» INSTRUCTION
Pull out every line of the records below that contains the word "purple", and copy each one.

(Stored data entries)

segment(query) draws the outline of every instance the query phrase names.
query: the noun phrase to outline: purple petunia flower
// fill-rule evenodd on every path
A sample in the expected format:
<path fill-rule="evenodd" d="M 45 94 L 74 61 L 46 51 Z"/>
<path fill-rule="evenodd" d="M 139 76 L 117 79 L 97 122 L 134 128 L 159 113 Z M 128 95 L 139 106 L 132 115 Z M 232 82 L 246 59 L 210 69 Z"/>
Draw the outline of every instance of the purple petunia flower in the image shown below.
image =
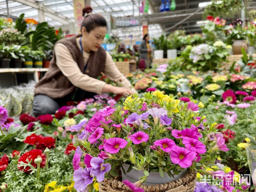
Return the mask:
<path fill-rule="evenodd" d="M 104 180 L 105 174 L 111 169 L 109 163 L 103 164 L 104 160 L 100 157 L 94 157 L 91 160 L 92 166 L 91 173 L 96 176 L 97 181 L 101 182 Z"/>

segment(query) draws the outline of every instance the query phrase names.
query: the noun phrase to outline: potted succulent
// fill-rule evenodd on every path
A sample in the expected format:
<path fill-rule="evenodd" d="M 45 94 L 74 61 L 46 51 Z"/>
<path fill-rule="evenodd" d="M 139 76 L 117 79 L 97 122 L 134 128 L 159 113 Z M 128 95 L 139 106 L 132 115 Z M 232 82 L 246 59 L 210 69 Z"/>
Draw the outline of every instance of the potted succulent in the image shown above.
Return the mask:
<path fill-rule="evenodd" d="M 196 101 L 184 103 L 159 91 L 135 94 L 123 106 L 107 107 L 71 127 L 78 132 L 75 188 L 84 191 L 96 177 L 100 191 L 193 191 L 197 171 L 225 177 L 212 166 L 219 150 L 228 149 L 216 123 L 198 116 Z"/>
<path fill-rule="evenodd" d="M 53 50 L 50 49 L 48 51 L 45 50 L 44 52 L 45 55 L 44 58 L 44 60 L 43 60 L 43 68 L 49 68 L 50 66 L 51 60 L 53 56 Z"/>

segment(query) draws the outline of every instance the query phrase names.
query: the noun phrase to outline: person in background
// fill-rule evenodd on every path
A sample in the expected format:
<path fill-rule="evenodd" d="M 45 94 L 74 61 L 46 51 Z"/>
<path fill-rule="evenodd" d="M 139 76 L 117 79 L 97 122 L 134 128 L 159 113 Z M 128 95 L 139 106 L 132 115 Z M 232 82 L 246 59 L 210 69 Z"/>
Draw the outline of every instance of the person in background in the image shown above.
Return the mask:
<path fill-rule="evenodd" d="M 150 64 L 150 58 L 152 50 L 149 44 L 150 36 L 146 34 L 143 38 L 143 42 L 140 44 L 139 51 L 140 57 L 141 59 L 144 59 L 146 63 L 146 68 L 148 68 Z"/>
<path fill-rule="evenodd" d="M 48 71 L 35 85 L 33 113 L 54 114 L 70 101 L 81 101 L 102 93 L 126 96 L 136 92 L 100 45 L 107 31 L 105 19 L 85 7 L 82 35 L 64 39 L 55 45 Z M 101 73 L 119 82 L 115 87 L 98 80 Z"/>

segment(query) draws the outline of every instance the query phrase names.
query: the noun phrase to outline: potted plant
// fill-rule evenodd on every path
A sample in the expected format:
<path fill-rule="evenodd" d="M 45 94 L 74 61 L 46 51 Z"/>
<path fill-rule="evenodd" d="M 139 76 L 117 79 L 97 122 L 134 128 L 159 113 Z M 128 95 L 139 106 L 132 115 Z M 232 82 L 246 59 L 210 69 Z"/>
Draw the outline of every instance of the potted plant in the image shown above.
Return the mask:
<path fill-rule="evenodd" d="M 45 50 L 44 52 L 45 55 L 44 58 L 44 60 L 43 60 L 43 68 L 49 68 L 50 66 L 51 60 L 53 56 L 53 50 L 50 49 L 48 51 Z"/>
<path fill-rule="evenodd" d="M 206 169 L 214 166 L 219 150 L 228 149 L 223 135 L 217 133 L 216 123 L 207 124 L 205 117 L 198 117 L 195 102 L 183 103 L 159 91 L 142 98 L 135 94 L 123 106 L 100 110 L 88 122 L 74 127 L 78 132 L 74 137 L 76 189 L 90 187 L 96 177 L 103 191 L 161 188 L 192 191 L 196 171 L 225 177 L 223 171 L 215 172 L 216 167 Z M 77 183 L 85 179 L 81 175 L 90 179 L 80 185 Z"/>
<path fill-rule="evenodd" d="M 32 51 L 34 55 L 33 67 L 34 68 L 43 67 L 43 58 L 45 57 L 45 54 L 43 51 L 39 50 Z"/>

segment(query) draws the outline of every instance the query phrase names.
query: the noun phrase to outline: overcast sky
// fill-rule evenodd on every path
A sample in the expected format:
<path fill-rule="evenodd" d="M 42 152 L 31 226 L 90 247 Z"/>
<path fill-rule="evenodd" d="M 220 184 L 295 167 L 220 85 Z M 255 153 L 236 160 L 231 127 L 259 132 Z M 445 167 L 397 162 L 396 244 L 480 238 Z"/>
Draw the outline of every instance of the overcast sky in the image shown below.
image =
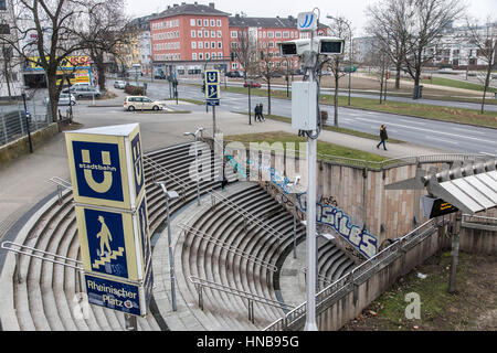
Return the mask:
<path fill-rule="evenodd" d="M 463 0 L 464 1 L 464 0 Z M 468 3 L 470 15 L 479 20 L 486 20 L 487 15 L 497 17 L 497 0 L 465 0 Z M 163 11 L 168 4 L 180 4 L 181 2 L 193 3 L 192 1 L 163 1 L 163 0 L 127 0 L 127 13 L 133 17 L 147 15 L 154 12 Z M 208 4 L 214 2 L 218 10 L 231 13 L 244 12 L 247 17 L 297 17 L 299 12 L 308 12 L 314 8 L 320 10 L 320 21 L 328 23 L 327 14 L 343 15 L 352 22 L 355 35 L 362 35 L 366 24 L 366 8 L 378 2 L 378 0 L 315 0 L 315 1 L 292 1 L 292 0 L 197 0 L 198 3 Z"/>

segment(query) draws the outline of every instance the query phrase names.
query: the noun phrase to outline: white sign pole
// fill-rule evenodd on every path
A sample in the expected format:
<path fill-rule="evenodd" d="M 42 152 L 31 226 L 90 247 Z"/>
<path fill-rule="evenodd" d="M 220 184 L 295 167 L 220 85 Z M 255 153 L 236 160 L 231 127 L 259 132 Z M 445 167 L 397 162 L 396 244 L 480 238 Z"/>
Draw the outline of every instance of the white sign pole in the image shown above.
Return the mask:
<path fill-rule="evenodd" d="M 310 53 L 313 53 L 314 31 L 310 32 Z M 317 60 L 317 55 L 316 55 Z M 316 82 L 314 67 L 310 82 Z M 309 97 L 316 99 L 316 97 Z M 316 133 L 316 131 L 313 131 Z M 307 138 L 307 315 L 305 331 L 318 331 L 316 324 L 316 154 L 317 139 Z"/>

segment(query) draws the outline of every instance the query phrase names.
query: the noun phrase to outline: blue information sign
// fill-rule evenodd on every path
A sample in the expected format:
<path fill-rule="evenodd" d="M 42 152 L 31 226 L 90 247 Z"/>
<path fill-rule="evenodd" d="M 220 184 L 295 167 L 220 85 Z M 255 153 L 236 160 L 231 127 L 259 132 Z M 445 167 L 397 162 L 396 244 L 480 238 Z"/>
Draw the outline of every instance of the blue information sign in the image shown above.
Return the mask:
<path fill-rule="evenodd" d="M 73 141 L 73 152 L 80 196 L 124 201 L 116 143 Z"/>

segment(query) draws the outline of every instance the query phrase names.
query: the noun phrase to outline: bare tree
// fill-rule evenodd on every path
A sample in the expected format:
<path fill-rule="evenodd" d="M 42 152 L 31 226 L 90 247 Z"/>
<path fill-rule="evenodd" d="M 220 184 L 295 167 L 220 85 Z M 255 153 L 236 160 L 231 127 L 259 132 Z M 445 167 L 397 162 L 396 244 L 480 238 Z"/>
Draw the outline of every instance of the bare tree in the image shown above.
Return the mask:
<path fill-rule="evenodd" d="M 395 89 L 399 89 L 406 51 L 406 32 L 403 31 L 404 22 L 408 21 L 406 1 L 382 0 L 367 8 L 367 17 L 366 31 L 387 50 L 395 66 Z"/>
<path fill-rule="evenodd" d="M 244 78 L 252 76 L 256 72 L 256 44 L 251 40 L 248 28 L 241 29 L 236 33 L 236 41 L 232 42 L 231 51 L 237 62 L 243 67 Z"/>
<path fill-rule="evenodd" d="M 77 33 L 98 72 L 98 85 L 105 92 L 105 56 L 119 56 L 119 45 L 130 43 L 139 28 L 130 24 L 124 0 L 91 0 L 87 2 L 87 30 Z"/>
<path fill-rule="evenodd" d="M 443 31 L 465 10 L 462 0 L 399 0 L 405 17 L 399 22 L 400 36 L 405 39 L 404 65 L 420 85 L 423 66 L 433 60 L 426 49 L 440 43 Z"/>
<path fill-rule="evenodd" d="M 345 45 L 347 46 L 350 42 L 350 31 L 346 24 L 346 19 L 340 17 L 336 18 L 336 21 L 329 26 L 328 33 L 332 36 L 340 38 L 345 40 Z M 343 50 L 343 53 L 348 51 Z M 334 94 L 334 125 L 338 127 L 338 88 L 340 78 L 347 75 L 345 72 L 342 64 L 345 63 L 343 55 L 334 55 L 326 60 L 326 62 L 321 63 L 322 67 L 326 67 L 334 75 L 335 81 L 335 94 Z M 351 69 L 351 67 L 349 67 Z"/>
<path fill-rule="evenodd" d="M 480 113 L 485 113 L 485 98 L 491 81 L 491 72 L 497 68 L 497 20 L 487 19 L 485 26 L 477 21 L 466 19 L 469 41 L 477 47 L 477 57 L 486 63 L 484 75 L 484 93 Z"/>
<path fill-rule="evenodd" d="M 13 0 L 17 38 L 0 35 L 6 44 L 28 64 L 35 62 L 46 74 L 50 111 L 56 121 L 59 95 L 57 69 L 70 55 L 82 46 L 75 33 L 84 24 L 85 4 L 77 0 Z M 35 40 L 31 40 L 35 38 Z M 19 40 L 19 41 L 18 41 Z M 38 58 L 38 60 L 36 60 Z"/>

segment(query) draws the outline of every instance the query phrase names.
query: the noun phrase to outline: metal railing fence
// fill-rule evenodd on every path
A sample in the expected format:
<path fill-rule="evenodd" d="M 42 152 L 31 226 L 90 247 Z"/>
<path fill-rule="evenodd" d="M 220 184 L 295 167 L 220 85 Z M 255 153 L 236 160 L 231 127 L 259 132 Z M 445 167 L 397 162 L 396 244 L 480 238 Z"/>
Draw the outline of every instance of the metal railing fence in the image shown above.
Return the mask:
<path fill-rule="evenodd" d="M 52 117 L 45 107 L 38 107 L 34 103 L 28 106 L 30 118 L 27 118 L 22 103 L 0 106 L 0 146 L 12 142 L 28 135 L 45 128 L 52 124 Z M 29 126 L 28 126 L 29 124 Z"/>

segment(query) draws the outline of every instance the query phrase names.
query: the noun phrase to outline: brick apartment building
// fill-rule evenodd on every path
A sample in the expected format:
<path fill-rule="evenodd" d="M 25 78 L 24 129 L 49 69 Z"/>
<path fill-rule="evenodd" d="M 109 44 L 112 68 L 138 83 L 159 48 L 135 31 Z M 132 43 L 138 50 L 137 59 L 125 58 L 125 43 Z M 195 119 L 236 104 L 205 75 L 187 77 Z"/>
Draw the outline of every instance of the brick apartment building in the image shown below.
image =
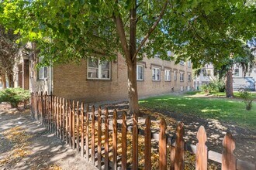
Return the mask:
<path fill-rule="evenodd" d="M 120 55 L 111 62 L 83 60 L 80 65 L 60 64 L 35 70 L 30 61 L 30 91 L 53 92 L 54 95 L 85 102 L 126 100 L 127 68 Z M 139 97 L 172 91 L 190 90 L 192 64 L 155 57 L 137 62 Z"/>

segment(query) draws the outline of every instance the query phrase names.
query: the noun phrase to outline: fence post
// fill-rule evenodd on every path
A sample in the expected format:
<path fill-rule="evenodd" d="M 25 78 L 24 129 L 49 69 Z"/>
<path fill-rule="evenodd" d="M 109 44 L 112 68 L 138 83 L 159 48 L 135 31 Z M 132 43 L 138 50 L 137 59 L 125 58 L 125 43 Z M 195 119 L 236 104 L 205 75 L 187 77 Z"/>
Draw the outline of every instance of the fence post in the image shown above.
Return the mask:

» FINAL RESULT
query: the noun phrase to outline: purple petunia flower
Draw the outline of every instance of the purple petunia flower in the image shown below.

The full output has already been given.